Stored data entries:
+++

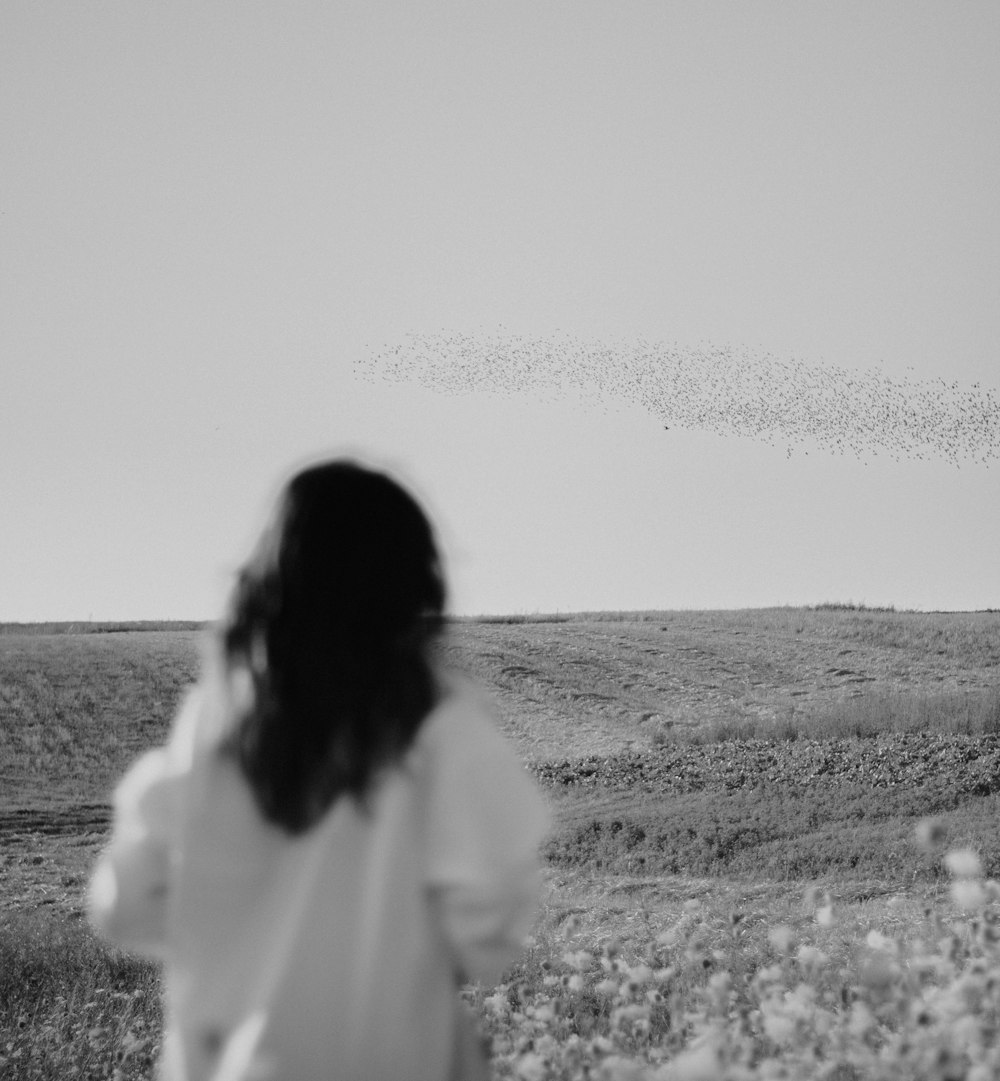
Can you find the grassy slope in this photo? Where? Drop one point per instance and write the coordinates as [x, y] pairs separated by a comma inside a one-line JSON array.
[[76, 708]]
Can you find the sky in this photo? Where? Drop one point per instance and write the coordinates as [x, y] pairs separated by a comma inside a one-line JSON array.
[[239, 237]]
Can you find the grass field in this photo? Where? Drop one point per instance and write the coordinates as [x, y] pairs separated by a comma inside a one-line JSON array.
[[734, 888]]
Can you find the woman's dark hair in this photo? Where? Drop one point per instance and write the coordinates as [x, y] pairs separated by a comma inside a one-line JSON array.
[[333, 616]]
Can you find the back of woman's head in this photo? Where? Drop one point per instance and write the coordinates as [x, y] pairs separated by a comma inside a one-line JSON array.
[[333, 617]]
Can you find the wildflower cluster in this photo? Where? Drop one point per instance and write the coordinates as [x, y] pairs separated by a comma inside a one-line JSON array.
[[707, 1001]]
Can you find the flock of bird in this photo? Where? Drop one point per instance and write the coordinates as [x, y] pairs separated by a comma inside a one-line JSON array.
[[730, 391]]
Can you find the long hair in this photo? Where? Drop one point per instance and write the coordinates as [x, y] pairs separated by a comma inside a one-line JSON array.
[[333, 617]]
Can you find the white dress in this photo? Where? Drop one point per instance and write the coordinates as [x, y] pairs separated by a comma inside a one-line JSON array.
[[330, 956]]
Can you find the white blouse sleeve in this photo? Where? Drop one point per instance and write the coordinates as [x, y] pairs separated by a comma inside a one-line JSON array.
[[487, 821], [129, 890]]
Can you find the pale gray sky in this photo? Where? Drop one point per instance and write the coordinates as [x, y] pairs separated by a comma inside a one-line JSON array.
[[212, 214]]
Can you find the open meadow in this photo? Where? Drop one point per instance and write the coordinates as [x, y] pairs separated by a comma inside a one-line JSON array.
[[774, 837]]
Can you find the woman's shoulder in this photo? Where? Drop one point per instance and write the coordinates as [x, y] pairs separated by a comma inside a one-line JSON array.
[[464, 724]]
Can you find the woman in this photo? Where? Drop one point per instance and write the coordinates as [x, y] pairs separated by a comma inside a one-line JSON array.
[[335, 835]]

+++

*JOB:*
Please express the items from the line with "Can you find the pale" up to and including the line with "[[212, 214]]" as a two-column CSV with the headers input and output. Give one row per item, with its text and its answer each in one quoted field and any line breaks replaced by spaces.

*TASK ANSWER:*
input,output
"Can you find the pale gray sky in this photo? Where? Drop one point per instance and write the coordinates as [x, y] pairs separated by a comma inside a one-line JSON array.","[[212, 214]]"